Here the whole listing must be retyped exactly, with no line omitted.

Task inputs:
'''

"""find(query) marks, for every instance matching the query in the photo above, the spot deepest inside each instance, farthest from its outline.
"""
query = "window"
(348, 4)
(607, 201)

'''

Expected answer:
"""find(query) marks, for every instance matching the query in the photo above, the spot deepest inside each instance, farthest from its outline.
"""
query = "window"
(348, 4)
(607, 201)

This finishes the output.